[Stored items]
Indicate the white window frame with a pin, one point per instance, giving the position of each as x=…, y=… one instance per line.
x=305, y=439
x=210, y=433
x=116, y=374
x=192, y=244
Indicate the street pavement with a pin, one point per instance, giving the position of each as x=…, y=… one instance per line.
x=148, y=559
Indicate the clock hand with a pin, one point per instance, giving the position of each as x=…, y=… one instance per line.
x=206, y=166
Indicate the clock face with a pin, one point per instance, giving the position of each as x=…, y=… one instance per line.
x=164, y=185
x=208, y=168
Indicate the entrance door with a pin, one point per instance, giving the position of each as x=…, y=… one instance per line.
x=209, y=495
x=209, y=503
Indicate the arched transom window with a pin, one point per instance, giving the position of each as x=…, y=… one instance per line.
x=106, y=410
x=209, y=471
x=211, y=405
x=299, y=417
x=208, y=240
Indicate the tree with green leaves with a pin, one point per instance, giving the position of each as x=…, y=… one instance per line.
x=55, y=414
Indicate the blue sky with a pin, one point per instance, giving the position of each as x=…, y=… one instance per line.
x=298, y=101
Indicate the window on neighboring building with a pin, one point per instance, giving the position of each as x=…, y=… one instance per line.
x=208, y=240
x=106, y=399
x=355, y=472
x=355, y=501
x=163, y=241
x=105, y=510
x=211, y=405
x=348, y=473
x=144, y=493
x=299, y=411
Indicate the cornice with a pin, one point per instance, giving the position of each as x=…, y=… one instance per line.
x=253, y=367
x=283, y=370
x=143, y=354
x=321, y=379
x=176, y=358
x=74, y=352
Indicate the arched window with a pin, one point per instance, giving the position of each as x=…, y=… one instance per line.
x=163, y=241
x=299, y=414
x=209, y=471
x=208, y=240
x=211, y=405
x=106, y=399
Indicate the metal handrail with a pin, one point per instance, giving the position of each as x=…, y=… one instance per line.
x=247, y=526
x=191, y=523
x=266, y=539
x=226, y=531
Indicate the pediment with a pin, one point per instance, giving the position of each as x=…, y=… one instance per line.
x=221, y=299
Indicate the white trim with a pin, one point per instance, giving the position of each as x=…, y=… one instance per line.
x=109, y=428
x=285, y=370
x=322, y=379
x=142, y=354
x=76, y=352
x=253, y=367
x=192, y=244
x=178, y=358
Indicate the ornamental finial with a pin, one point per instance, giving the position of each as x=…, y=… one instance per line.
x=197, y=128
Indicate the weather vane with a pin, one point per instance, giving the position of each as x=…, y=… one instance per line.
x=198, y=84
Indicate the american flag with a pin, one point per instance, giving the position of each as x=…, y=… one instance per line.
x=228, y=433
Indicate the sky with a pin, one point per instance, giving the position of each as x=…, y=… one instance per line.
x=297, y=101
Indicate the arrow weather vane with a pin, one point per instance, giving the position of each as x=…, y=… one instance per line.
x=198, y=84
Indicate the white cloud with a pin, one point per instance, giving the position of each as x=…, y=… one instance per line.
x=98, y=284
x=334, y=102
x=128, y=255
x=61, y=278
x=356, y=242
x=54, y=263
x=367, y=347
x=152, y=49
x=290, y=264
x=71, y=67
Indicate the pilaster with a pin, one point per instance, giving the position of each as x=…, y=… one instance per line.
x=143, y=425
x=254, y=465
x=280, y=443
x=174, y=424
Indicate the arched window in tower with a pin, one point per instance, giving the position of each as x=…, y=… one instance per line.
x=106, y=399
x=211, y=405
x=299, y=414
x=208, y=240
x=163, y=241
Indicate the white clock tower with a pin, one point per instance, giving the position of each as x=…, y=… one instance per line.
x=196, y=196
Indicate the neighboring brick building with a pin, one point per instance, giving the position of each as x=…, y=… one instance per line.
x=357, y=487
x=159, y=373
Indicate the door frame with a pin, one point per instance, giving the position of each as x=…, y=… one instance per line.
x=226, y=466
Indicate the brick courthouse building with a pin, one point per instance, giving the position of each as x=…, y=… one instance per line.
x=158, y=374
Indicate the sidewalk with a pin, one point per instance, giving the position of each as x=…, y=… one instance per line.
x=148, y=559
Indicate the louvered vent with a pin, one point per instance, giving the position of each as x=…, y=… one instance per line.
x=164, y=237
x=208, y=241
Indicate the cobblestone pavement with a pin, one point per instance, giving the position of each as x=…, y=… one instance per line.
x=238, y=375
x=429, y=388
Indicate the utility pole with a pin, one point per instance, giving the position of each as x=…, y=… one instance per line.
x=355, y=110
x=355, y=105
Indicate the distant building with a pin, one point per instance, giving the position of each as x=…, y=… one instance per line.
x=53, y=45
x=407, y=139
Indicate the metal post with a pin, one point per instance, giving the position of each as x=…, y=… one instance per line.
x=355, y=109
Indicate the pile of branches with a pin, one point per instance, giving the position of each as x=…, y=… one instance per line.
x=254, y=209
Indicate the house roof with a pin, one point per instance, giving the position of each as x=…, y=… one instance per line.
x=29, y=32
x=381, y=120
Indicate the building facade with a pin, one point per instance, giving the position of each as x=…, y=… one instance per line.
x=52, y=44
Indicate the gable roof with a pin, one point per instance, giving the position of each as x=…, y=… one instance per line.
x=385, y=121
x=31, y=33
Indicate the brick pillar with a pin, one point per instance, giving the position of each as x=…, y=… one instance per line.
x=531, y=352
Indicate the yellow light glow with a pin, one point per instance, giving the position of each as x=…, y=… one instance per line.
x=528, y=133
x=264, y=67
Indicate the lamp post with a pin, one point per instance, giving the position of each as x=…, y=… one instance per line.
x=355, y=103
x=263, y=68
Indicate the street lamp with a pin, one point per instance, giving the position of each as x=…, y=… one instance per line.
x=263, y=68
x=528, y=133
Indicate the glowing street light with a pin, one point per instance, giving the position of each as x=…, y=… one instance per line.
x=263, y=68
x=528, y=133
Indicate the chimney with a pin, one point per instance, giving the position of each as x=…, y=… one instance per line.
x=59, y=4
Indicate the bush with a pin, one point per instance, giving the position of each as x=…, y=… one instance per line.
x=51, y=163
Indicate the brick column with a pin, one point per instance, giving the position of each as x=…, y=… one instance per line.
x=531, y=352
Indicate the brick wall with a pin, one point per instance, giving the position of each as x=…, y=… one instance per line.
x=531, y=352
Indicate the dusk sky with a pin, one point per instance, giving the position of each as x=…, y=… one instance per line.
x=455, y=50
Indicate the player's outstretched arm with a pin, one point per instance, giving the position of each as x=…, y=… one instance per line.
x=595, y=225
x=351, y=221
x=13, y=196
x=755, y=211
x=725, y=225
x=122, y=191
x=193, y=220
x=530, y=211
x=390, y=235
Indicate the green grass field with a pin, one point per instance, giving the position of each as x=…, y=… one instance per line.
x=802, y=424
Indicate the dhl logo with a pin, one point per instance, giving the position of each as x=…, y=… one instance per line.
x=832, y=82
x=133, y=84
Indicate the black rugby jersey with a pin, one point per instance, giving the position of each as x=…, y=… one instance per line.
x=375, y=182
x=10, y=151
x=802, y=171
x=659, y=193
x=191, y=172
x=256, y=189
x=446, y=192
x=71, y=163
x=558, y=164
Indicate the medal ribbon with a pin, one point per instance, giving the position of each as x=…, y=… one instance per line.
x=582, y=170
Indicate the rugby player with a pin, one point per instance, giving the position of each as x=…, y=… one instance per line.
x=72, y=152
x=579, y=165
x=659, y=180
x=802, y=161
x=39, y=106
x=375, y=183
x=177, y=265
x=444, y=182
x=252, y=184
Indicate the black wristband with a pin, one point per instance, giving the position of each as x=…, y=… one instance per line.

• **TASK TO CARRY OUT**:
Extract the complete listing above, reproducing each line exactly.

• **RESULT OF THIS TASK**:
Indicate the white window frame with a pin, one point per instance, giving the position of each as x=…, y=… one instance per line.
x=305, y=439
x=210, y=433
x=116, y=374
x=192, y=244
Indicate the street pavement with a pin, one point per instance, giving the position of each as x=…, y=… one instance per line.
x=148, y=559
Indicate the clock hand with a pin, one point per instance, giving the position of each as x=…, y=… one instance per line.
x=206, y=166
Indicate the clock face with a pin, one point per instance, giving the position of each as x=…, y=… one instance per line.
x=164, y=185
x=208, y=168
Indicate the entrance door with a pin, one point per instance, giving the position of each as x=…, y=… one instance per line.
x=209, y=495
x=209, y=503
Indicate the arched transom window with a pin, one point per instance, giving the position of each as x=…, y=… one instance per line.
x=106, y=410
x=209, y=471
x=211, y=405
x=299, y=417
x=208, y=240
Indicate the tree with green leaves with a pin, one point per instance, giving the position of each as x=…, y=… one instance per line.
x=55, y=414
Indicate the blue sky with a pin, one point per instance, giving the position of each as x=…, y=… one instance per line.
x=298, y=101
Indicate the window on neighboring building with a pin, one point per instance, giving the position of each as x=…, y=… one instance per line.
x=208, y=240
x=106, y=399
x=355, y=472
x=355, y=501
x=163, y=241
x=105, y=510
x=211, y=405
x=348, y=473
x=144, y=493
x=299, y=411
Indicate the cornice with a pin, one point per instance, giving the position of each as x=…, y=… one instance per line.
x=253, y=367
x=283, y=370
x=143, y=354
x=321, y=379
x=176, y=358
x=74, y=352
Indicate the arched window with a pin, one point per instance, giving the position of each as x=…, y=… one instance per line.
x=163, y=241
x=299, y=414
x=209, y=471
x=208, y=240
x=211, y=405
x=106, y=399
Indicate the metal handrail with a pin, one point per instance, giving the position of each as x=…, y=… one instance per line.
x=247, y=526
x=191, y=523
x=266, y=539
x=226, y=531
Indicate the pediment with a pin, one point per instance, giving the position of each as x=…, y=… one instance per line.
x=221, y=299
Indicate the white trim with a pin, one point per instance, giving the position of each as x=…, y=… one instance per line.
x=109, y=428
x=285, y=370
x=322, y=379
x=142, y=354
x=76, y=352
x=253, y=367
x=192, y=244
x=178, y=358
Indicate the ornamental finial with a pin, one point per instance, giving the position of each as x=…, y=… one instance per line.
x=197, y=128
Indicate the weather vane with a pin, one point per instance, giving the position of each as x=…, y=… one instance per line.
x=198, y=84
Indicate the american flag with a pin, one point per instance, giving the position of each as x=…, y=… one instance per line.
x=228, y=433
Indicate the sky with a pin, one point per instance, giving the position of each as x=…, y=… one instance per line.
x=297, y=101
Indicate the arrow weather vane with a pin, one point per instance, giving the position of each as x=…, y=… one instance per line.
x=198, y=84
Indicate the white cloud with a pin, one point per instance, giving the position of each as x=…, y=… one instance per line.
x=98, y=284
x=334, y=102
x=128, y=255
x=61, y=278
x=356, y=242
x=54, y=263
x=367, y=347
x=152, y=49
x=290, y=264
x=71, y=67
Indicate the pilaster with a pin, one point per instance, giving the position of each as x=…, y=… one instance per line.
x=143, y=425
x=254, y=465
x=280, y=443
x=174, y=424
Indicate the arched window in tower with a pin, one point per instance, giving the position of each as x=…, y=… one instance per line.
x=106, y=399
x=211, y=405
x=299, y=414
x=208, y=240
x=163, y=241
Indicate the white clock tower with a pin, one point per instance, giving the position of each as x=…, y=… one instance per line.
x=196, y=196
Indicate the neighboring brick building with a pin, one point per instance, giving the position of each as x=…, y=… one instance per line.
x=357, y=487
x=159, y=373
Indicate the door frame with a pin, one point per instance, giving the position of each as x=…, y=… one instance per line.
x=226, y=466
Indicate the brick courthouse building with a pin, one point per instance, giving the position of each as x=…, y=… one instance per line.
x=158, y=374
Indicate the sidewalk with a pin, one point per instance, giving the position of each as x=…, y=… one instance per line.
x=148, y=559
Indicate the louvered vent with a pin, one point per instance, giving the position of each as x=…, y=… one instance per line.
x=164, y=237
x=208, y=241
Indicate the cobblestone pavement with a pin, one point per instance, giving the position of each as x=…, y=… one instance per line.
x=238, y=375
x=429, y=388
Indicate the utility pole with a pin, one point per instance, giving the position of each as x=…, y=… one instance per line.
x=355, y=110
x=355, y=105
Indicate the distant building with a pin, one point per instance, giving the position of each as x=…, y=… one instance per line.
x=53, y=45
x=407, y=139
Indicate the metal post with a pin, one point per instance, giving the position of each as x=…, y=… one instance per line.
x=355, y=109
Indicate the pile of branches with a pin, one point per instance, giving the position of each as x=…, y=… one instance per line.
x=254, y=209
Indicate the house roof with a pin, one point per instance, giving the position of each as x=…, y=… one instance per line.
x=29, y=32
x=381, y=120
Indicate the building facade with a pin, one point per instance, giving the position of each as x=…, y=… one instance per line.
x=52, y=44
Indicate the gable roof with a pin, one point per instance, giving the position of each as x=…, y=… one instance per line.
x=385, y=121
x=31, y=33
Indicate the brick pillar with a pin, one point per instance, giving the position of each as x=…, y=… one instance per line.
x=531, y=352
Indicate the yellow light glow with a pin, one point per instance, giving the position of each as x=…, y=… one instance per line.
x=528, y=133
x=264, y=67
Indicate the lamp post with a pin, one point per instance, giving the position of each as x=…, y=… one instance per line.
x=355, y=103
x=263, y=68
Indicate the street lamp with a pin, one point per instance, giving the position of each as x=…, y=… one instance per line.
x=263, y=68
x=528, y=133
Indicate the glowing street light with a pin, one point per instance, giving the position of each as x=…, y=… one instance per line.
x=263, y=68
x=528, y=133
Indicate the chimney with a pin, one point per instance, giving the position of each as x=…, y=… one instance per line.
x=59, y=4
Indicate the bush with a pin, one point per instance, giving the position of each as x=…, y=… one instance per line.
x=51, y=163
Indicate the brick column with a pin, one point per instance, giving the position of each as x=…, y=… one instance per line.
x=531, y=352
Indicate the brick wall with a pin, one point per instance, giving the position of each as x=…, y=… one instance per line.
x=531, y=352
Indicate the dusk sky with a pin, one point per instance, giving the position of each as x=…, y=… one instance per line.
x=455, y=50
Indicate the player's outstretched arm with a pin, one point per instance, giving the position of each as x=…, y=… one instance per line.
x=595, y=225
x=351, y=221
x=13, y=196
x=755, y=211
x=725, y=225
x=122, y=191
x=193, y=220
x=530, y=211
x=390, y=235
Indicate the green grass field with a pin, one point per instance, giving the position of each as x=…, y=… one instance per line.
x=802, y=424
Indicate the dhl logo with a pin, one point per instance, giving the position of each as x=…, y=… one instance per line.
x=832, y=82
x=133, y=84
Indicate the black rugby jersey with a pin, one point per instance, giving the position of each as x=…, y=… one instance per line.
x=375, y=182
x=10, y=151
x=802, y=171
x=659, y=193
x=191, y=172
x=256, y=189
x=446, y=192
x=71, y=163
x=558, y=164
Indicate the medal ribbon with a pin, one point per instance, giving the position of each as x=…, y=… one instance per line.
x=582, y=170
Indicate the rugby player with a pin, one point per instance, giving the position of each as x=…, y=… one instance per line.
x=72, y=152
x=579, y=165
x=659, y=180
x=802, y=161
x=39, y=106
x=375, y=183
x=177, y=265
x=444, y=182
x=252, y=184
Indicate the black wristband with a pin, one point per instance, giving the position of each as x=…, y=… one instance per line.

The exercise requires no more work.